_Prompt_
Your task is to copy the listing exactly. Drop any pictures from the copy.

_ _ _

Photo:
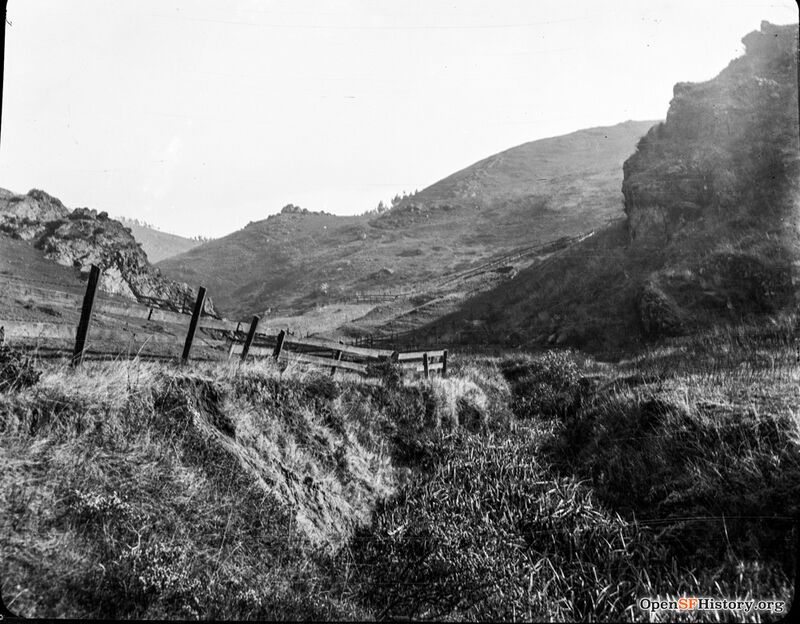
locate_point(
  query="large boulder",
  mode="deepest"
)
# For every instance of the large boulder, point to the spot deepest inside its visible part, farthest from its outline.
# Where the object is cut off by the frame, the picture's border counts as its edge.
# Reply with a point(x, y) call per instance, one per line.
point(83, 237)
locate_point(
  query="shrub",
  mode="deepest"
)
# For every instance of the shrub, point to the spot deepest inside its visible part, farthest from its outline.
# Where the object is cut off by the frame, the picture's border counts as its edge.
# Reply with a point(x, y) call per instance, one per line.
point(389, 372)
point(486, 535)
point(547, 385)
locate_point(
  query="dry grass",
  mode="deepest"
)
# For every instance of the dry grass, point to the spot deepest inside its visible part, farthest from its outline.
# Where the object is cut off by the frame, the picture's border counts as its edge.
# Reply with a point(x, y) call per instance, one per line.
point(540, 487)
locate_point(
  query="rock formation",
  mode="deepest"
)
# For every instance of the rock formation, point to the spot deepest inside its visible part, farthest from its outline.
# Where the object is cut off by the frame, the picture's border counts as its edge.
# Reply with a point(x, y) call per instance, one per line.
point(83, 237)
point(715, 188)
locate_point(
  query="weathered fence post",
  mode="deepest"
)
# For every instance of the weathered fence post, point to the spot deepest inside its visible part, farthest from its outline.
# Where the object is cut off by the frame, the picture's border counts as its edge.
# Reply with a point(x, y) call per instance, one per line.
point(336, 359)
point(198, 309)
point(279, 345)
point(86, 316)
point(250, 335)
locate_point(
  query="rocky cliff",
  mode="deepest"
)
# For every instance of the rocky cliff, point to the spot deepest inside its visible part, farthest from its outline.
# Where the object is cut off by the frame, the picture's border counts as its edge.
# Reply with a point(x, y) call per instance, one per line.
point(83, 237)
point(712, 229)
point(715, 189)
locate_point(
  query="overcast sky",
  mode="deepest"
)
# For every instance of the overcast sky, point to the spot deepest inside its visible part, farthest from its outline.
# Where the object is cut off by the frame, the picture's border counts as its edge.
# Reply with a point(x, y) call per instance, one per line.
point(201, 115)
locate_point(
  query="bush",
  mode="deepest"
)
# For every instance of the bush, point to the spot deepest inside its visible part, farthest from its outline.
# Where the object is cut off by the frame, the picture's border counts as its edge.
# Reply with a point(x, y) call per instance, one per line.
point(547, 385)
point(389, 372)
point(486, 535)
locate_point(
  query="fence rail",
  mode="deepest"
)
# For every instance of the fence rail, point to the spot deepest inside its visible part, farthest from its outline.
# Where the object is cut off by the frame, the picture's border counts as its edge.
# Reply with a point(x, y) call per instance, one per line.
point(150, 333)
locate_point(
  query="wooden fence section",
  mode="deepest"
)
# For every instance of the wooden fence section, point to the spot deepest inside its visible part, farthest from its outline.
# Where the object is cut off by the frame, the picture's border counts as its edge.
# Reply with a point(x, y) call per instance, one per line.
point(424, 361)
point(336, 355)
point(111, 329)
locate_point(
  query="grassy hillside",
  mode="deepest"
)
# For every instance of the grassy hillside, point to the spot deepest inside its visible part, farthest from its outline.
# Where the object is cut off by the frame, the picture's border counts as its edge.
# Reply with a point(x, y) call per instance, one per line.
point(159, 245)
point(529, 194)
point(711, 229)
point(546, 488)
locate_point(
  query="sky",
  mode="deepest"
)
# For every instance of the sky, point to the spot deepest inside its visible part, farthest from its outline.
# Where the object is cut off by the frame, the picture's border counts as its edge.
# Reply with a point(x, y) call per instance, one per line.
point(199, 116)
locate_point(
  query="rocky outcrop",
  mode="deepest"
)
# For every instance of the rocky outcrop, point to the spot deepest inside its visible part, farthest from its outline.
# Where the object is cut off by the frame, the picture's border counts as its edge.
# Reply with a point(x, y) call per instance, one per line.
point(715, 188)
point(727, 147)
point(83, 237)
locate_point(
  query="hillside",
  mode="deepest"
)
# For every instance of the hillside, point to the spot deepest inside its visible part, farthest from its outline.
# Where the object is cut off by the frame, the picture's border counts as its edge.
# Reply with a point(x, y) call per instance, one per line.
point(156, 244)
point(711, 228)
point(552, 488)
point(78, 239)
point(530, 194)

_ _ _

_Exercise response_
Photo:
locate_point(
  query="large boulder",
  mode="deepest"
)
# For every instance of the large boulder, point to the spot deepest inside its visible part, farthest from its outline.
# Where the object is cut off by the frame, the picture's border counts as its edge.
# Reply with a point(x, y) call per instance, one per line.
point(83, 237)
locate_point(
  query="shrub",
  mode="deepest"
)
# For every instance of the shrub, point to the spot deepest inside its visible part, farthest from its outline.
# Where the object is cut off by the frame, the picture's border counts as its edge.
# Reply with a point(x, y) call per instance, one per line.
point(389, 372)
point(486, 535)
point(547, 385)
locate_point(
  query="dry grass",
  mode="deepest"
)
# For every instance of the dry grass, point to the spot deepest inside its visible part, farthest from its outline.
# Where the object is cut off by the frame, the picture's border counts as its edge.
# Reply with a point(x, y) call per instance, one per line.
point(540, 487)
locate_point(
  query="rock formation",
  mode="deepest"
)
# For every instance of the rock formation, point to the spot deepest inside its visible part, farthest from its outline.
# Where the object is cut off by the frame, the picture's border counts as its edge.
# Reply with a point(x, y) call per instance, one per line.
point(83, 237)
point(715, 188)
locate_point(
  query="weathered fence post",
  mode="deepest"
)
# For every instance of the weathered fence post, point to the spot deepest inside its visible part, farthest from its outline.
# Where the object is cut off by the frame, the picture's border counts as its edge.
# Reply with a point(x, y) call per instance, one per line.
point(336, 359)
point(198, 309)
point(279, 345)
point(86, 316)
point(250, 335)
locate_point(
  query="rocky cliff",
  mode="deepest"
)
# For every instance of the rocky cliff, point to the spot deepest inside its visible part, farthest from its outline.
# Where the object is cut off by the frame, the picture's border counts as its edge.
# Reply with a point(x, y) call per instance, one per line.
point(83, 237)
point(712, 229)
point(715, 189)
locate_point(
  query="overcast sky",
  mode="deepest"
)
# For every instance of the overcast sky, point to the spot deepest inside its visible part, farthest from its outline.
# Where the object is cut off by the frame, the picture's border counts as its edge.
# Reply with a point(x, y) call per instance, one per line.
point(201, 115)
locate_point(
  query="bush",
  mode="deepest"
)
# For every instance of the bush, point to the spot deepest inside its visible part, farthest from its outline.
# Where the object is cut off by the frame, the picture's border counts as its edge.
# Reply with a point(x, y) call per instance, one per line.
point(547, 385)
point(389, 372)
point(486, 535)
locate_point(
  query="fence rail",
  mode="deepest"
)
# For every instance of the fence rail, point to the spot deepest inside its visible part, farthest from its outline.
# Where the object is cut off by the frame, the picture's border counts as its edge.
# Reply with a point(x, y) call per instance, one per line.
point(150, 333)
locate_point(
  query="wooden fence section",
  mode="deepest"
)
# For every instance of the wooden fence section, point to the spot deepest inside its visible part, farthest from its outline.
# Where the object is cut off by the frame, the picture's border counts as its edge.
# Reply with a point(x, y) call per instance, one per line.
point(424, 361)
point(336, 355)
point(111, 329)
locate_point(
  query="grassy hillside",
  mode="deepest"
)
# For every instance of the grassy hillside, point to the spot deepest inside its visible part, farthest from its outline.
# Where the object is cut off by the frame, the picture's border counts as its edge.
# Reply with a point(x, y) call per instance, one per line.
point(159, 245)
point(529, 194)
point(711, 229)
point(546, 488)
locate_point(
  query="sky",
  mode="deepest"
)
# For every instance of the sky, point to the spot deepest inside its visible part, farthest from its outline.
# Where the object is cut off by the frame, the picture's border counts as its edge.
# Reply with a point(x, y) call per instance, one per line.
point(199, 116)
locate_point(
  query="rocky outcrop",
  mode="deepest"
)
# For every instance of the rocky outcrop, point to the spot deepest inside its visible part, farthest from its outline.
# Where the object is cut off by the frame, the picture's border counts as its edge.
# Reply with a point(x, y) call per instance, one per line.
point(715, 188)
point(727, 147)
point(83, 237)
locate_point(
  query="hillside",
  mode="deepest"
)
# For every instance of the hillside, point to the spot deepest inside its visible part, farthest from its outline.
# Where the object is cut off by the frame, the picture's border counts as its edge.
# Reply with a point(x, y) call per instance, one per line.
point(156, 244)
point(711, 228)
point(552, 488)
point(78, 239)
point(530, 194)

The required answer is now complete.